| Written instruction a |
Tally the lines in the rows below that contain the string "plastic", treating uppercase and lowercase as different. Give only the number.

== Document text

# Roxul insulation inside hive ??



## Tigger19687 (Dec 27, 2014)

Anyone ever use it for inside the top cover ? It is suppose to dry out if it gets wet.

I have burlap and foam insulation (more like styrofoam) now but I think I'm going to get shavings and use the Roxul I have hanging around. 
Weather looks like it is finally getting to normal after abnormally high temps the past 2 months. 40's this week so hoping to get them fully buttoned up for New England Winter


----------



## mgolden (Oct 26, 2011)

I know a beekeeper who uses regular fiberglass insulation above his inner cover. He is a carpenter and has a four sided, interlocking at the corners "cabinet" that he installs around each hive. Plywood painted black on the outside and batt insulation on the inside. The structure is maybe a foot taller than top of hive. This provides space to put batt insulation. Above some seven inches of batt insulation are screened side vents in the plywood wall, that provides exit for moisture that migrates up through the batts.

Access to the batts is mouse proof. There is an outer cover for the top.

He cuts a round hole in the insulation batts. The round piece of insulation can be removed and a jar of syrup installed over a screen in the inner cover.

He has some 75 hives.

====
== Record extracts

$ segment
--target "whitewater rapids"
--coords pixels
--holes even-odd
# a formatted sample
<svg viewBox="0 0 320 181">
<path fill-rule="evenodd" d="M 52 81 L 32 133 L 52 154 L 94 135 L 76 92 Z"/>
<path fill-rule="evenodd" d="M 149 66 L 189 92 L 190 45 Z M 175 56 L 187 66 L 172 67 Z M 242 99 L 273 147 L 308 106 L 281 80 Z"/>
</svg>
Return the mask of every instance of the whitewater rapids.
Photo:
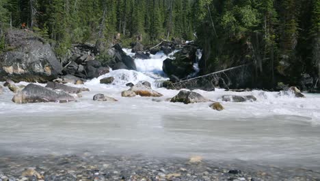
<svg viewBox="0 0 320 181">
<path fill-rule="evenodd" d="M 112 71 L 84 85 L 69 84 L 91 91 L 68 104 L 15 104 L 11 101 L 14 94 L 5 88 L 0 95 L 0 156 L 85 152 L 165 157 L 200 155 L 213 160 L 319 167 L 319 95 L 295 98 L 261 90 L 195 90 L 217 101 L 224 95 L 257 98 L 255 102 L 222 102 L 225 110 L 221 112 L 211 109 L 209 103 L 170 103 L 165 99 L 178 91 L 157 86 L 167 79 L 161 71 L 167 58 L 159 53 L 150 60 L 135 60 L 137 71 Z M 115 78 L 112 84 L 100 84 L 101 79 L 110 76 Z M 152 88 L 164 96 L 156 98 L 158 101 L 150 97 L 121 97 L 121 92 L 129 88 L 126 83 L 142 80 L 151 82 Z M 93 101 L 96 93 L 118 101 Z"/>
</svg>

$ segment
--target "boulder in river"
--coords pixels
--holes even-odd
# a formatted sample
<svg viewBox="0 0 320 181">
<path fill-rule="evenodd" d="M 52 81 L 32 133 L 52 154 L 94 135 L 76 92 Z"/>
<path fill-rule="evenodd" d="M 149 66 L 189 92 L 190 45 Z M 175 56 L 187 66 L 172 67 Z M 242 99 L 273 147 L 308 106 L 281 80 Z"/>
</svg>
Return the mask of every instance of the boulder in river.
<svg viewBox="0 0 320 181">
<path fill-rule="evenodd" d="M 75 99 L 64 92 L 49 90 L 41 86 L 29 84 L 12 98 L 12 101 L 17 104 L 36 102 L 68 102 Z"/>
<path fill-rule="evenodd" d="M 142 60 L 146 60 L 146 59 L 150 59 L 150 54 L 147 53 L 144 53 L 142 51 L 137 51 L 135 53 L 135 55 L 133 56 L 134 58 L 137 58 L 137 59 L 142 59 Z"/>
<path fill-rule="evenodd" d="M 48 82 L 46 84 L 46 87 L 52 88 L 53 90 L 61 90 L 66 93 L 72 93 L 72 94 L 79 93 L 81 91 L 88 91 L 88 90 L 83 88 L 72 87 L 72 86 L 69 86 L 65 84 L 59 84 L 57 82 Z"/>
<path fill-rule="evenodd" d="M 128 84 L 126 84 L 126 86 L 129 86 L 129 87 L 132 87 L 135 84 L 133 84 L 133 83 L 132 82 L 129 82 Z"/>
<path fill-rule="evenodd" d="M 57 77 L 62 67 L 50 45 L 31 32 L 10 30 L 0 55 L 0 81 L 46 82 Z"/>
<path fill-rule="evenodd" d="M 140 81 L 138 82 L 138 84 L 141 84 L 144 86 L 148 86 L 148 87 L 151 87 L 151 83 L 150 83 L 148 81 Z"/>
<path fill-rule="evenodd" d="M 105 77 L 100 80 L 100 84 L 110 84 L 114 81 L 114 77 Z"/>
<path fill-rule="evenodd" d="M 231 102 L 244 102 L 246 101 L 255 101 L 256 98 L 253 95 L 227 95 L 222 96 L 222 101 L 231 101 Z"/>
<path fill-rule="evenodd" d="M 59 78 L 54 80 L 53 82 L 62 84 L 76 84 L 79 80 L 81 80 L 81 79 L 73 75 L 68 74 L 66 75 L 59 76 Z"/>
<path fill-rule="evenodd" d="M 185 104 L 206 102 L 210 100 L 199 93 L 185 90 L 180 90 L 179 93 L 171 99 L 172 102 L 182 102 Z"/>
<path fill-rule="evenodd" d="M 161 97 L 162 94 L 152 90 L 150 87 L 143 85 L 142 84 L 137 84 L 131 88 L 129 90 L 133 91 L 136 95 L 139 95 L 142 97 Z"/>
<path fill-rule="evenodd" d="M 216 110 L 217 111 L 221 111 L 224 109 L 224 106 L 222 106 L 222 105 L 221 105 L 221 104 L 219 102 L 214 102 L 211 104 L 209 107 L 213 110 Z"/>
<path fill-rule="evenodd" d="M 133 97 L 136 95 L 135 93 L 132 90 L 124 90 L 121 93 L 121 96 L 125 97 Z"/>
<path fill-rule="evenodd" d="M 93 97 L 93 100 L 97 101 L 118 101 L 117 99 L 111 97 L 105 96 L 103 94 L 95 95 Z"/>
<path fill-rule="evenodd" d="M 6 86 L 11 91 L 16 93 L 18 91 L 21 90 L 23 87 L 17 86 L 13 81 L 11 80 L 8 80 L 4 84 L 4 86 Z"/>
</svg>

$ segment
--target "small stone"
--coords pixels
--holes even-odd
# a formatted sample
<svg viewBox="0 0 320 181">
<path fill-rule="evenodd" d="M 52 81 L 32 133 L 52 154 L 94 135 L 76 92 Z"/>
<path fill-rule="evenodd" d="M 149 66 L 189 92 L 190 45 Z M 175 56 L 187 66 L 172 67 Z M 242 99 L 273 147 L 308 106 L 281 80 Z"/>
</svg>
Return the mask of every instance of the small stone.
<svg viewBox="0 0 320 181">
<path fill-rule="evenodd" d="M 121 93 L 121 96 L 125 97 L 135 97 L 136 95 L 137 95 L 135 94 L 135 93 L 131 90 L 124 90 Z"/>
<path fill-rule="evenodd" d="M 239 174 L 239 173 L 241 173 L 241 171 L 237 170 L 237 169 L 232 169 L 232 170 L 229 170 L 228 173 L 231 173 L 231 174 Z"/>
<path fill-rule="evenodd" d="M 135 86 L 135 84 L 133 84 L 131 82 L 129 82 L 129 83 L 126 84 L 126 86 L 129 86 L 129 87 L 132 87 L 132 86 Z"/>
<path fill-rule="evenodd" d="M 117 99 L 111 97 L 105 96 L 103 94 L 95 95 L 93 97 L 93 100 L 98 101 L 118 101 Z"/>
<path fill-rule="evenodd" d="M 219 102 L 215 102 L 210 105 L 209 107 L 211 108 L 213 110 L 216 110 L 217 111 L 221 111 L 224 109 L 224 106 L 222 106 L 222 105 L 221 105 L 221 104 Z"/>
<path fill-rule="evenodd" d="M 191 157 L 189 162 L 191 163 L 198 163 L 202 161 L 202 158 L 203 158 L 200 156 L 195 156 Z"/>
<path fill-rule="evenodd" d="M 181 173 L 170 173 L 170 174 L 167 175 L 168 178 L 172 178 L 172 177 L 180 177 L 180 176 L 181 176 Z"/>
<path fill-rule="evenodd" d="M 79 85 L 79 84 L 83 84 L 83 81 L 82 81 L 81 80 L 77 80 L 75 84 L 76 85 Z"/>
<path fill-rule="evenodd" d="M 114 77 L 106 77 L 106 78 L 103 78 L 101 80 L 100 84 L 111 84 L 114 81 Z"/>
</svg>

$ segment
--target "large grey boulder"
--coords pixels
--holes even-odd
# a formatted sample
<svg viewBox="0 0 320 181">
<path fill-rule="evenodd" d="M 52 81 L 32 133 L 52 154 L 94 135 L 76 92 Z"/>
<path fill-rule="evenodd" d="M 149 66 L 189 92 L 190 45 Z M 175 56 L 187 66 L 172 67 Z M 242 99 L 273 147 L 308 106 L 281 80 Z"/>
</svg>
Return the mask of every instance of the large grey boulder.
<svg viewBox="0 0 320 181">
<path fill-rule="evenodd" d="M 28 84 L 22 90 L 18 91 L 12 98 L 12 101 L 17 104 L 36 102 L 68 102 L 75 99 L 64 91 L 50 90 L 36 85 Z"/>
<path fill-rule="evenodd" d="M 205 98 L 197 93 L 181 90 L 177 95 L 171 99 L 170 101 L 182 102 L 188 104 L 199 102 L 206 102 L 209 101 L 209 99 Z"/>
<path fill-rule="evenodd" d="M 93 97 L 93 100 L 96 101 L 118 101 L 117 99 L 103 94 L 95 95 Z"/>
<path fill-rule="evenodd" d="M 10 49 L 0 55 L 0 81 L 46 82 L 62 73 L 50 45 L 35 34 L 10 30 L 5 34 L 5 44 Z"/>
<path fill-rule="evenodd" d="M 161 97 L 162 94 L 152 90 L 150 87 L 137 84 L 130 88 L 128 90 L 134 92 L 142 97 Z"/>
<path fill-rule="evenodd" d="M 256 98 L 253 95 L 227 95 L 222 96 L 222 101 L 231 101 L 231 102 L 244 102 L 246 101 L 255 101 Z"/>
<path fill-rule="evenodd" d="M 49 82 L 46 84 L 46 88 L 50 88 L 53 90 L 60 90 L 66 93 L 77 94 L 79 93 L 81 91 L 88 91 L 89 90 L 83 88 L 77 88 L 69 86 L 57 82 Z"/>
</svg>

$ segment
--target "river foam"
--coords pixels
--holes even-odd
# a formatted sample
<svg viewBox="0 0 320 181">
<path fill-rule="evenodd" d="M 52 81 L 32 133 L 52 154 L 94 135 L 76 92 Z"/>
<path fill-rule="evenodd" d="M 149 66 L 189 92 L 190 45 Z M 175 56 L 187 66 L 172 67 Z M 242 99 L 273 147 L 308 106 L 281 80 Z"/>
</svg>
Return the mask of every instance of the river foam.
<svg viewBox="0 0 320 181">
<path fill-rule="evenodd" d="M 158 81 L 168 78 L 160 66 L 165 56 L 155 56 L 135 60 L 141 71 L 112 71 L 84 85 L 69 84 L 91 90 L 75 102 L 15 104 L 11 101 L 14 94 L 5 88 L 0 95 L 0 154 L 89 151 L 320 165 L 319 95 L 295 98 L 277 92 L 217 88 L 195 91 L 217 101 L 224 95 L 252 95 L 257 101 L 222 102 L 225 110 L 221 112 L 211 110 L 209 103 L 171 103 L 165 100 L 178 90 L 157 88 Z M 114 83 L 100 84 L 101 79 L 110 76 Z M 156 98 L 157 101 L 121 97 L 129 88 L 126 83 L 139 81 L 151 82 L 164 96 Z M 96 93 L 118 101 L 93 101 Z"/>
</svg>

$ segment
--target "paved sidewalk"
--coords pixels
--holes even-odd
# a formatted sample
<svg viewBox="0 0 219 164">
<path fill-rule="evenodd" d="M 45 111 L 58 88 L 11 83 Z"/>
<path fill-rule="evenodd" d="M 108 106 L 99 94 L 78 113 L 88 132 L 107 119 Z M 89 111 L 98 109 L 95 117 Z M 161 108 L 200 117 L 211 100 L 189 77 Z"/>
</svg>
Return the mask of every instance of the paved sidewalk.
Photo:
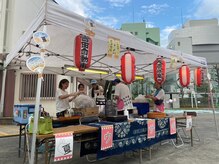
<svg viewBox="0 0 219 164">
<path fill-rule="evenodd" d="M 213 114 L 203 113 L 198 114 L 196 119 L 197 132 L 201 138 L 200 142 L 194 141 L 194 147 L 190 143 L 185 143 L 183 147 L 176 149 L 171 144 L 160 146 L 157 144 L 152 150 L 152 160 L 149 160 L 148 151 L 143 152 L 143 164 L 218 164 L 219 163 L 219 139 L 215 130 Z M 219 123 L 219 114 L 216 115 Z M 15 125 L 0 125 L 0 132 L 7 134 L 16 134 L 19 131 L 19 126 Z M 18 158 L 18 137 L 0 138 L 0 164 L 20 164 L 23 163 L 23 152 Z M 80 144 L 74 145 L 74 157 L 70 160 L 52 162 L 51 163 L 83 163 L 88 164 L 85 157 L 79 157 Z M 97 164 L 137 164 L 139 163 L 138 153 L 133 156 L 132 152 L 112 156 L 103 161 L 97 161 Z M 38 163 L 43 163 L 43 155 L 39 155 Z"/>
</svg>

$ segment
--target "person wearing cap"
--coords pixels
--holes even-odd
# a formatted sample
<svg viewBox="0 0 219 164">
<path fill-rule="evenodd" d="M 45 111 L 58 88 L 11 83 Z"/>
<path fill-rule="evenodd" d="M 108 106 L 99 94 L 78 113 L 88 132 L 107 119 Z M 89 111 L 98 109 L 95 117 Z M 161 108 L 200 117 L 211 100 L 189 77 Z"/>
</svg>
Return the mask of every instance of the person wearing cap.
<svg viewBox="0 0 219 164">
<path fill-rule="evenodd" d="M 97 80 L 91 80 L 92 88 L 89 91 L 89 96 L 91 98 L 96 98 L 103 94 L 103 87 L 97 84 Z"/>
<path fill-rule="evenodd" d="M 154 111 L 155 112 L 164 112 L 164 98 L 165 92 L 161 86 L 161 84 L 155 83 L 154 87 L 156 91 L 153 95 L 146 95 L 145 98 L 150 98 L 154 102 Z"/>
<path fill-rule="evenodd" d="M 132 96 L 129 87 L 121 82 L 120 79 L 115 79 L 113 84 L 115 85 L 114 99 L 117 100 L 118 110 L 132 109 Z"/>
</svg>

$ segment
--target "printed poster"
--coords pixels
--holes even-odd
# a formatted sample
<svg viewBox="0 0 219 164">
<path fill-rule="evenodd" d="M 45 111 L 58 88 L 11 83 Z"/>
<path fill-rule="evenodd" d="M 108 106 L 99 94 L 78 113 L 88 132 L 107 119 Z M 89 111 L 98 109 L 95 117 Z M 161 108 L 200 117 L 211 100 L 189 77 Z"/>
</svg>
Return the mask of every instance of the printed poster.
<svg viewBox="0 0 219 164">
<path fill-rule="evenodd" d="M 113 125 L 101 127 L 101 150 L 109 149 L 113 146 Z"/>
<path fill-rule="evenodd" d="M 155 120 L 148 120 L 148 138 L 155 138 Z"/>
<path fill-rule="evenodd" d="M 176 134 L 176 119 L 175 117 L 170 118 L 170 135 Z"/>
<path fill-rule="evenodd" d="M 73 157 L 73 133 L 55 134 L 54 161 L 62 161 Z"/>
</svg>

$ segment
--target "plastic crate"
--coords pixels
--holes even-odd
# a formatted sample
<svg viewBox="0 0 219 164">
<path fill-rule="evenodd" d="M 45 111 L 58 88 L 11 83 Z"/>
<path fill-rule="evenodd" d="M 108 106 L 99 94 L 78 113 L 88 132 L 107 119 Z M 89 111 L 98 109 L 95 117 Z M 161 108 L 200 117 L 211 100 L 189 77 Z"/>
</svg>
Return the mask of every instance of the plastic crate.
<svg viewBox="0 0 219 164">
<path fill-rule="evenodd" d="M 138 110 L 138 115 L 145 115 L 150 110 L 149 103 L 133 103 L 133 106 L 135 106 Z"/>
<path fill-rule="evenodd" d="M 27 124 L 29 117 L 34 113 L 35 105 L 14 105 L 14 121 L 20 124 Z"/>
</svg>

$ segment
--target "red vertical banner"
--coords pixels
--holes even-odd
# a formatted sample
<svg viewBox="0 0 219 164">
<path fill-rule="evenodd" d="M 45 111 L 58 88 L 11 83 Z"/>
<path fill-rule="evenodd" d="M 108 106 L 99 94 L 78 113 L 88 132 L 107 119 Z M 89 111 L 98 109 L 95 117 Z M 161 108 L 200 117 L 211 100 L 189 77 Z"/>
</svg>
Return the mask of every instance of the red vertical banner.
<svg viewBox="0 0 219 164">
<path fill-rule="evenodd" d="M 148 120 L 148 138 L 155 138 L 155 120 Z"/>
<path fill-rule="evenodd" d="M 176 134 L 176 119 L 175 117 L 170 118 L 170 134 Z"/>
<path fill-rule="evenodd" d="M 113 146 L 113 125 L 101 127 L 101 150 L 106 150 Z"/>
</svg>

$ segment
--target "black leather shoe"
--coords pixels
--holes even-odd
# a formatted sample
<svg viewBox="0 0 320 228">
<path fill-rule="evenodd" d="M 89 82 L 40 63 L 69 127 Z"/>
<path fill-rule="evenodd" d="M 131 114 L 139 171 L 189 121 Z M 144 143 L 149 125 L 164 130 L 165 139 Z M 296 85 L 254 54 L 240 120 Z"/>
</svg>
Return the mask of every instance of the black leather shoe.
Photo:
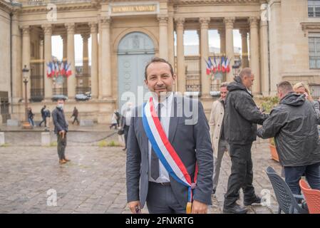
<svg viewBox="0 0 320 228">
<path fill-rule="evenodd" d="M 226 214 L 247 214 L 248 210 L 242 208 L 237 204 L 232 207 L 223 207 L 223 213 Z"/>
<path fill-rule="evenodd" d="M 244 204 L 244 206 L 249 206 L 253 204 L 261 204 L 261 198 L 255 195 L 254 198 L 253 198 L 250 201 L 244 201 L 243 204 Z"/>
</svg>

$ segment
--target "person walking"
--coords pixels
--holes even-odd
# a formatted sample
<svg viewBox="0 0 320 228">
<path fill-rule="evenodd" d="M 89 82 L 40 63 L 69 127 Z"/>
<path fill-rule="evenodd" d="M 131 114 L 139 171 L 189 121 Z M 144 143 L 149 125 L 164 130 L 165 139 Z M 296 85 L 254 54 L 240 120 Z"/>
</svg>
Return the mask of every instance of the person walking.
<svg viewBox="0 0 320 228">
<path fill-rule="evenodd" d="M 224 130 L 230 146 L 232 166 L 224 195 L 224 213 L 247 213 L 247 209 L 236 202 L 240 188 L 244 193 L 244 206 L 261 202 L 252 185 L 251 147 L 257 138 L 257 124 L 262 124 L 268 115 L 260 111 L 252 99 L 249 88 L 254 80 L 251 69 L 246 68 L 227 87 L 229 93 L 226 99 Z"/>
<path fill-rule="evenodd" d="M 301 195 L 302 175 L 312 189 L 320 190 L 319 117 L 306 95 L 294 93 L 291 83 L 278 84 L 280 103 L 257 130 L 262 138 L 274 137 L 286 182 L 293 194 Z"/>
<path fill-rule="evenodd" d="M 36 127 L 33 121 L 34 114 L 32 113 L 31 108 L 28 108 L 28 121 L 32 127 Z"/>
<path fill-rule="evenodd" d="M 57 136 L 57 150 L 59 163 L 64 164 L 70 160 L 66 157 L 67 145 L 68 123 L 63 111 L 65 98 L 58 99 L 56 108 L 52 111 L 52 119 L 54 125 L 54 133 Z"/>
<path fill-rule="evenodd" d="M 224 132 L 223 118 L 224 117 L 225 99 L 228 90 L 227 83 L 220 86 L 220 98 L 214 101 L 211 109 L 209 126 L 210 127 L 211 142 L 213 149 L 213 186 L 212 194 L 215 194 L 218 185 L 219 175 L 220 172 L 221 162 L 224 152 L 229 151 L 229 144 L 226 141 Z"/>
<path fill-rule="evenodd" d="M 79 115 L 79 111 L 78 110 L 76 107 L 74 107 L 73 112 L 72 113 L 72 117 L 74 117 L 73 121 L 72 122 L 72 124 L 74 124 L 74 123 L 76 121 L 77 124 L 79 125 L 79 120 L 78 120 L 78 115 Z"/>
<path fill-rule="evenodd" d="M 175 81 L 162 58 L 145 67 L 152 95 L 133 110 L 128 138 L 127 200 L 135 214 L 145 203 L 151 214 L 207 213 L 212 204 L 209 125 L 199 100 L 173 93 Z"/>
</svg>

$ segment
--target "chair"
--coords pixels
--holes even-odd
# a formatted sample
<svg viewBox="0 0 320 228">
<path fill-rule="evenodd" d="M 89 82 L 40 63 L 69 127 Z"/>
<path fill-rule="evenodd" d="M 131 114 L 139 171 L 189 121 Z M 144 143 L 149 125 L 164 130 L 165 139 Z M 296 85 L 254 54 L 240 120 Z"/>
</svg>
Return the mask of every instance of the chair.
<svg viewBox="0 0 320 228">
<path fill-rule="evenodd" d="M 320 191 L 312 190 L 304 180 L 300 180 L 299 185 L 306 198 L 310 214 L 320 214 Z"/>
<path fill-rule="evenodd" d="M 286 182 L 274 171 L 272 167 L 267 168 L 267 175 L 278 201 L 278 214 L 282 210 L 285 214 L 307 214 L 308 211 L 303 209 L 296 200 L 304 200 L 302 195 L 293 195 Z"/>
</svg>

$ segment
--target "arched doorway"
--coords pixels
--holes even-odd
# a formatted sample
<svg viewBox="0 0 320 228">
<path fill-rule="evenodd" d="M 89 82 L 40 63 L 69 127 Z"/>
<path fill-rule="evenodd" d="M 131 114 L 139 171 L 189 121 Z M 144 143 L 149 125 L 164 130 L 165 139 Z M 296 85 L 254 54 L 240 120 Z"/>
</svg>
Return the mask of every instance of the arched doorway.
<svg viewBox="0 0 320 228">
<path fill-rule="evenodd" d="M 128 33 L 120 41 L 118 47 L 119 110 L 128 99 L 138 105 L 138 94 L 145 93 L 145 67 L 154 54 L 153 40 L 143 33 Z"/>
</svg>

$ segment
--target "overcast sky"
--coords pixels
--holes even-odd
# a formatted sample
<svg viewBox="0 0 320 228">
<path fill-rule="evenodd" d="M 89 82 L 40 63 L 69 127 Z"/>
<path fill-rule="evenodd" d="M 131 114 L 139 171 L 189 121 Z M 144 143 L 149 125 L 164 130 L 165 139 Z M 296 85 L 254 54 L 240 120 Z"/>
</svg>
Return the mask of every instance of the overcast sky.
<svg viewBox="0 0 320 228">
<path fill-rule="evenodd" d="M 241 36 L 239 30 L 233 31 L 234 36 L 234 47 L 241 48 Z M 76 65 L 82 65 L 83 53 L 83 43 L 81 36 L 79 34 L 75 35 L 75 58 Z M 184 36 L 185 45 L 199 45 L 199 38 L 196 31 L 185 31 Z M 89 58 L 91 56 L 91 38 L 89 38 Z M 220 48 L 220 41 L 219 34 L 217 30 L 209 30 L 209 45 L 210 46 Z M 63 56 L 63 42 L 60 36 L 52 36 L 52 55 L 58 58 L 58 60 L 62 59 Z"/>
</svg>

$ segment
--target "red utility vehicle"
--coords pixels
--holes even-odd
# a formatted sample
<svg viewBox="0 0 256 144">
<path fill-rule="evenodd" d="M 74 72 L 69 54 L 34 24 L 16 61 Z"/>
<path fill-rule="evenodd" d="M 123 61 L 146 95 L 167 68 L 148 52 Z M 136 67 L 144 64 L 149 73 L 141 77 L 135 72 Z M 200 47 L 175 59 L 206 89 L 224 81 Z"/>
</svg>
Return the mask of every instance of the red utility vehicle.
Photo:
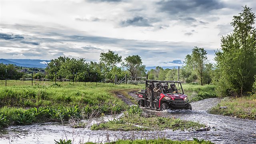
<svg viewBox="0 0 256 144">
<path fill-rule="evenodd" d="M 155 88 L 155 90 L 159 89 L 159 92 L 154 92 Z M 147 108 L 161 111 L 167 109 L 192 109 L 179 81 L 147 80 L 145 89 L 141 90 L 137 94 L 140 99 L 139 106 Z"/>
</svg>

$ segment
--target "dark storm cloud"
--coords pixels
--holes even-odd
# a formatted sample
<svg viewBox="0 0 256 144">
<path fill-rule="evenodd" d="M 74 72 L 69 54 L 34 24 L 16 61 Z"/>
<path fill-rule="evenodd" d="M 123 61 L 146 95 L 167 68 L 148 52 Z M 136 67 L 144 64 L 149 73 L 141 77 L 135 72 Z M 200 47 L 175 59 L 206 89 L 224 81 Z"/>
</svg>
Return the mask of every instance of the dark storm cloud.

====

| Written instruction b |
Write out the forum thread on insulating beehives above in full, without any changes.

| Task response a |
2

| Task response b |
# Roxul insulation inside hive ??



## Tigger19687 (Dec 27, 2014)

Anyone ever use it for inside the top cover ? It is suppose to dry out if it gets wet.

I have burlap and foam insulation (more like styrofoam) now but I think I'm going to get shavings and use the Roxul I have hanging around. 
Weather looks like it is finally getting to normal after abnormally high temps the past 2 months. 40's this week so hoping to get them fully buttoned up for New England Winter


----------



## mgolden (Oct 26, 2011)

I know a beekeeper who uses regular fiberglass insulation above his inner cover. He is a carpenter and has a four sided, interlocking at the corners "cabinet" that he installs around each hive. Plywood painted black on the outside and batt insulation on the inside. The structure is maybe a foot taller than top of hive. This provides space to put batt insulation. Above some seven inches of batt insulation are screened side vents in the plywood wall, that provides exit for moisture that migrates up through the batts.

Access to the batts is mouse proof. There is an outer cover for the top.

He cuts a round hole in the insulation batts. The round piece of insulation can be removed and a jar of syrup installed over a screen in the inner cover.

He has some 75 hives.